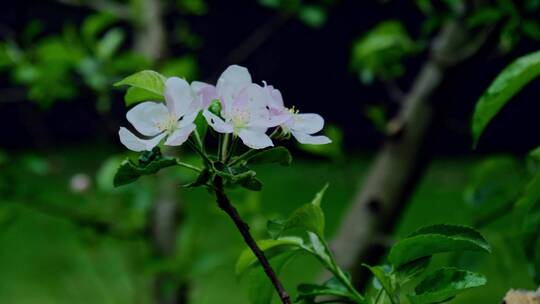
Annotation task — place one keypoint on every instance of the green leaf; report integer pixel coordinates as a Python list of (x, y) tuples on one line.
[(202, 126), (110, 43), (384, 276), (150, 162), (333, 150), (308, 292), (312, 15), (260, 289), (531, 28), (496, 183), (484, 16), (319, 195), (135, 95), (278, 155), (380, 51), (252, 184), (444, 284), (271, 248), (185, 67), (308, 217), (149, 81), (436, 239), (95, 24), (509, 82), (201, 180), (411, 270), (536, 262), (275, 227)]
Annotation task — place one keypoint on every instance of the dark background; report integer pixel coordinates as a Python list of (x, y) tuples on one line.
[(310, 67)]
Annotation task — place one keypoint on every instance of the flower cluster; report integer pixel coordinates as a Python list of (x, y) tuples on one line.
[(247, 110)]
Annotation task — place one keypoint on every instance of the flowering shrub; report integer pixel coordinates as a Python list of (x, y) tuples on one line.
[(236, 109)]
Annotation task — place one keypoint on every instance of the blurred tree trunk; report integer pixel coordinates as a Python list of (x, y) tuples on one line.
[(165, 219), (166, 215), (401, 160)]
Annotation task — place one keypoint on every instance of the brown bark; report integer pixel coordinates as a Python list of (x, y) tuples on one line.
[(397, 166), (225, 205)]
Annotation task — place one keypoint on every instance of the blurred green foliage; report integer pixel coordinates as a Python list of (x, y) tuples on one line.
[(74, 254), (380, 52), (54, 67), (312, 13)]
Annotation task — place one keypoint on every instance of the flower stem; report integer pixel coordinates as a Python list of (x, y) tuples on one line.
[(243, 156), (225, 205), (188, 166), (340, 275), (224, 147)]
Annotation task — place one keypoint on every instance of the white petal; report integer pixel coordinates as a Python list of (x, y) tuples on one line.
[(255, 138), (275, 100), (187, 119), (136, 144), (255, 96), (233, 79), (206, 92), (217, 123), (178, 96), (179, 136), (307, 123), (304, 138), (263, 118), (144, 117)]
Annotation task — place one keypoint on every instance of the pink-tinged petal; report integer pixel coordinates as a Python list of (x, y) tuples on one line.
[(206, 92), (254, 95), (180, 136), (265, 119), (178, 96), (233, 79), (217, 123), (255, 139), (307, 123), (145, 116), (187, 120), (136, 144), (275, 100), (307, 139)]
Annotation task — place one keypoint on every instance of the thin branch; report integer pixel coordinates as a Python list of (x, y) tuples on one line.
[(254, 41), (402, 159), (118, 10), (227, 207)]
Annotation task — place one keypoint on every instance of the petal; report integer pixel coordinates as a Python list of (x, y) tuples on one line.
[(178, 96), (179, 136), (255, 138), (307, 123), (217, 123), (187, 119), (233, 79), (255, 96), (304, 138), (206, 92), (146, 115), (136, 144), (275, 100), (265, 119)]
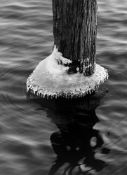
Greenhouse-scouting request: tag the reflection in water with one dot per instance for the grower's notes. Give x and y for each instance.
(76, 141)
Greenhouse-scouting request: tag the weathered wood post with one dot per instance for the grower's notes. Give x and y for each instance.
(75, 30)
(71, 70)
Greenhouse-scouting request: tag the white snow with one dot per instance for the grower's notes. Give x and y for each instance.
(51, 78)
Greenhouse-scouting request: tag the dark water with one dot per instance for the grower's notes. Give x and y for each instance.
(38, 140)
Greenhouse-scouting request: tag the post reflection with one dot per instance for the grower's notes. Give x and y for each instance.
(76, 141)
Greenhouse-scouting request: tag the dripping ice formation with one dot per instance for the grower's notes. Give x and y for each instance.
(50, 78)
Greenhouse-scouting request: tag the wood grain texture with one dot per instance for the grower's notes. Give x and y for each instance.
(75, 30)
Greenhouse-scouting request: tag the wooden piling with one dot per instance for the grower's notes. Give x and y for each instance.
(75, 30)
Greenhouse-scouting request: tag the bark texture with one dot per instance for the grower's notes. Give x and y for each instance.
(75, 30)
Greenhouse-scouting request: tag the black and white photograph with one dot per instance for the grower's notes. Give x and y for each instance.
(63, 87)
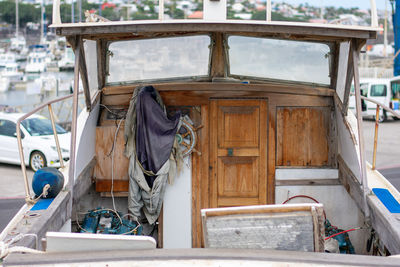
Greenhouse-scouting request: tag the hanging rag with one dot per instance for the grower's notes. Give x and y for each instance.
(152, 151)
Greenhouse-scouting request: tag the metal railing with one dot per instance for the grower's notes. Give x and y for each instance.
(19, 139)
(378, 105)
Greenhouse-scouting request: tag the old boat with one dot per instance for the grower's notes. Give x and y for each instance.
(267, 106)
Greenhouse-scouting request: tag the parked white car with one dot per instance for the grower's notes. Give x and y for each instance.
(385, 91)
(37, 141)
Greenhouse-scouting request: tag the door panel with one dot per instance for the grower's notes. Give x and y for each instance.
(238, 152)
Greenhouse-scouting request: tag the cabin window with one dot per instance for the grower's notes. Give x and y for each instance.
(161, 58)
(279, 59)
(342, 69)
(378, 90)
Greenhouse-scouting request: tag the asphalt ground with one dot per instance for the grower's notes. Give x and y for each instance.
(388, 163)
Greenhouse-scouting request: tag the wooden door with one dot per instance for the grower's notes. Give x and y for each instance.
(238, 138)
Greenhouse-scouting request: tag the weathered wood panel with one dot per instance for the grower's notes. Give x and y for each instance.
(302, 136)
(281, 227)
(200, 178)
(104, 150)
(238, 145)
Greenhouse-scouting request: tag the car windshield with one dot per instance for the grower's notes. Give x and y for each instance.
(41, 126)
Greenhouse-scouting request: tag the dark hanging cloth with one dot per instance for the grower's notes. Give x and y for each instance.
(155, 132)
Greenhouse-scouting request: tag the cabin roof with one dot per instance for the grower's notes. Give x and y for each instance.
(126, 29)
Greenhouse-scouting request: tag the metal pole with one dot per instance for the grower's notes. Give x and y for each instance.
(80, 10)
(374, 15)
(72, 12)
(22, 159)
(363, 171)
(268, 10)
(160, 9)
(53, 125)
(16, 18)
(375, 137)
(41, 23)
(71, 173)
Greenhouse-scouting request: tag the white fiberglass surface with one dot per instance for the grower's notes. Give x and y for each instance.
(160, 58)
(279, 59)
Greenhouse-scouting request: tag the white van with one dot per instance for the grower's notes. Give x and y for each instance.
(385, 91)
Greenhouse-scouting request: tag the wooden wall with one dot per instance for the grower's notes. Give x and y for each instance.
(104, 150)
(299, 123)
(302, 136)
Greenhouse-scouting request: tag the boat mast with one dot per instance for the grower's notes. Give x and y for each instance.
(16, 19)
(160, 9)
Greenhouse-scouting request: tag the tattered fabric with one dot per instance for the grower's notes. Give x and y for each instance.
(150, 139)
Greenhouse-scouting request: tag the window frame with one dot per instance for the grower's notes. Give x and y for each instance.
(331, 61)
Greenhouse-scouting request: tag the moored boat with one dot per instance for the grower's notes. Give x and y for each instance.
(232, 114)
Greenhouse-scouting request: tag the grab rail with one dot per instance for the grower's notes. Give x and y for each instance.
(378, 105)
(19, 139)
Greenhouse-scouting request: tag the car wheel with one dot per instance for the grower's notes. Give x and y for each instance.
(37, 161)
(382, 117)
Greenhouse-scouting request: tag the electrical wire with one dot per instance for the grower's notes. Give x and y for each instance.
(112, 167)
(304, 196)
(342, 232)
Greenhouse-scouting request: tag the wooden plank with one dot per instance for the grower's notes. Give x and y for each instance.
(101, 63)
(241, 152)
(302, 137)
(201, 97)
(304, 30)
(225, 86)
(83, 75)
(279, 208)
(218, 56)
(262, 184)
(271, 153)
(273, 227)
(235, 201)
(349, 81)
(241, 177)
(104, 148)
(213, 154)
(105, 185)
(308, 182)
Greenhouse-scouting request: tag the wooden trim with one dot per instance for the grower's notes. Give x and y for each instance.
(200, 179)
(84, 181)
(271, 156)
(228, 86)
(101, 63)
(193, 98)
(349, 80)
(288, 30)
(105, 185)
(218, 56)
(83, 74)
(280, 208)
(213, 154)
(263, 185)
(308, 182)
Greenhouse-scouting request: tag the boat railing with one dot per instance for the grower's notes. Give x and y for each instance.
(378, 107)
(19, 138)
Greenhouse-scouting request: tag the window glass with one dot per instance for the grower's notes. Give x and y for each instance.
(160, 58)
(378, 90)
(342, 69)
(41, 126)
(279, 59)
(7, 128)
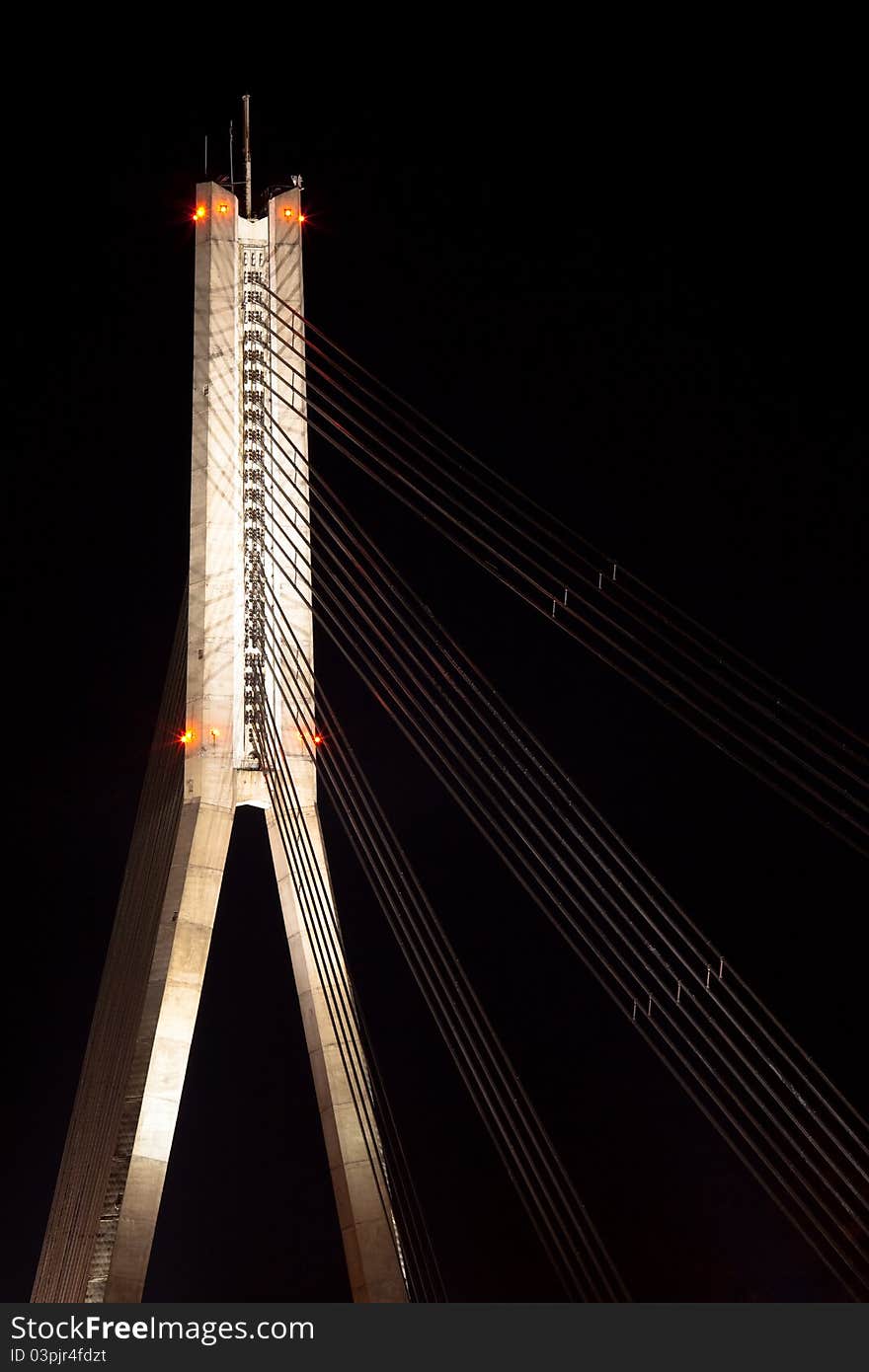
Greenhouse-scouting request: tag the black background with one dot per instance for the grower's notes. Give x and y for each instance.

##########

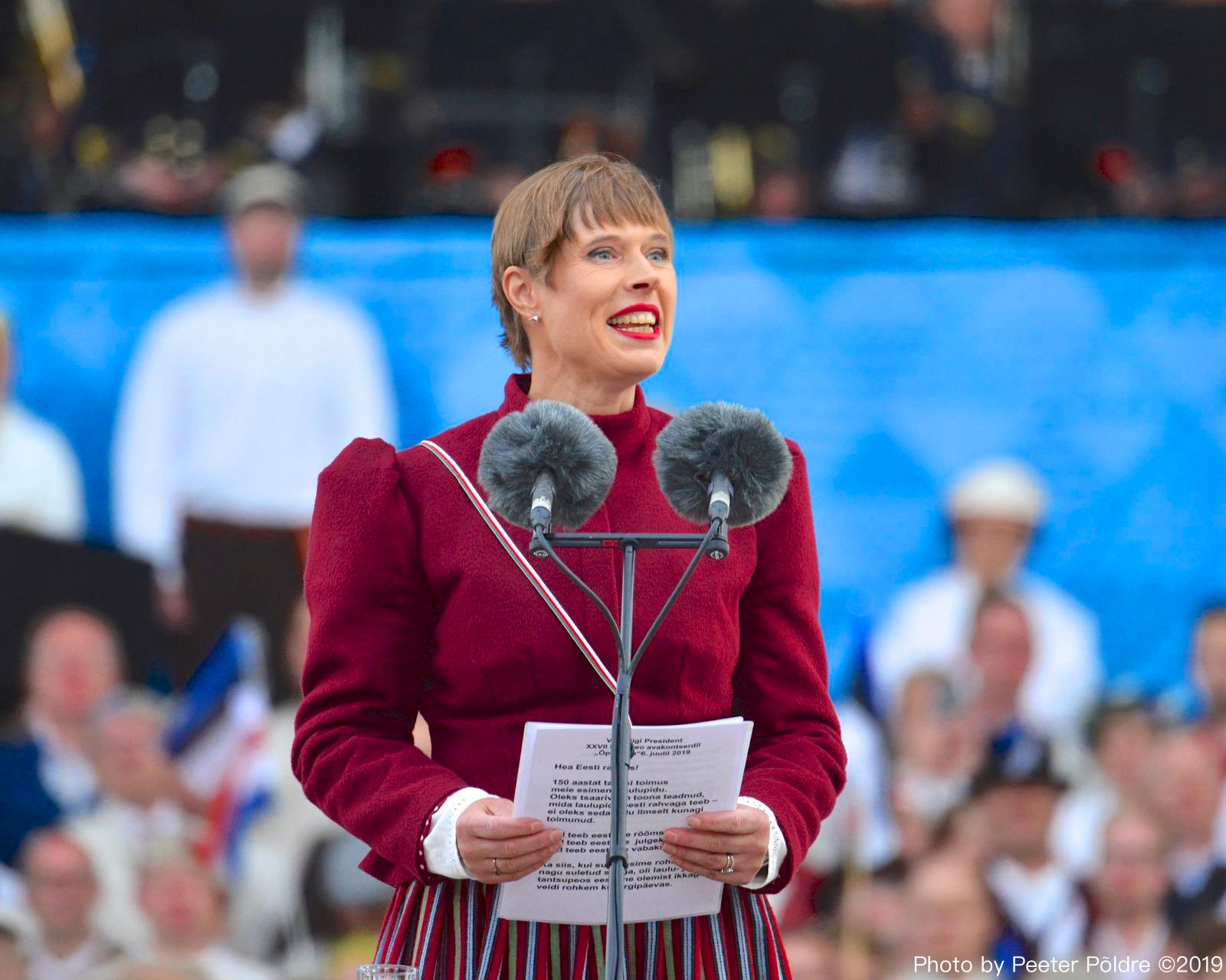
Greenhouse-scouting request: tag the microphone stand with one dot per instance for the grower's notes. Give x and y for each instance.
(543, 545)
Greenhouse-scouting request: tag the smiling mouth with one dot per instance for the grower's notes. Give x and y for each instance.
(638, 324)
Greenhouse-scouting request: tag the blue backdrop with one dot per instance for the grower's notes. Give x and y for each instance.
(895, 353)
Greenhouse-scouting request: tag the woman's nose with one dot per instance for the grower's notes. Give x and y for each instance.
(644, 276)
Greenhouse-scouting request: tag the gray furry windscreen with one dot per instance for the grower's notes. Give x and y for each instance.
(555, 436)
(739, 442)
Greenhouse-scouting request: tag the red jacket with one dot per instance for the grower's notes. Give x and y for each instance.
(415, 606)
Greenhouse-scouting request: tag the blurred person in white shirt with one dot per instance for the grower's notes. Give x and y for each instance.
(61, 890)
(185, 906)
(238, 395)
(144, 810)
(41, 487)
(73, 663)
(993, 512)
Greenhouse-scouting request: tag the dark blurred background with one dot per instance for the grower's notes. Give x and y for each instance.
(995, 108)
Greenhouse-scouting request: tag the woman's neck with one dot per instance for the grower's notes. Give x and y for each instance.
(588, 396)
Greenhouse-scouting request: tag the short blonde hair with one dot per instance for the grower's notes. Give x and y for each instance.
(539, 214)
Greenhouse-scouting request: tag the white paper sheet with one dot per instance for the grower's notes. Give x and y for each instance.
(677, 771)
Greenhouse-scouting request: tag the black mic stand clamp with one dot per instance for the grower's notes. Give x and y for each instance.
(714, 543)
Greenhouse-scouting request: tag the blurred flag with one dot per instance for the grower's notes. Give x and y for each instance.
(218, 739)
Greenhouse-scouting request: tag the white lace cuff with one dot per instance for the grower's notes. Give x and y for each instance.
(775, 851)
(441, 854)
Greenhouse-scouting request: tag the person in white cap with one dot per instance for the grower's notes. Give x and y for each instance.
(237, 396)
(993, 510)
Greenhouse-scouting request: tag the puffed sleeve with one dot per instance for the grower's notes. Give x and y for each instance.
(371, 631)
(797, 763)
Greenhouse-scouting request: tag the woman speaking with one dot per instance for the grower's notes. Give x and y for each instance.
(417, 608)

##########

## What to do
Extract every line of the listing that contains the string "bark". Case counts.

## Reply
Annotation task — place one keypoint on every instance of the brown bark; report integer pixel coordinates as a Python list of (x, y) tuples on one line.
Greenhouse-scouting request: tag the bark texture with one dot per instance for the grower's notes. Give x and y for each instance.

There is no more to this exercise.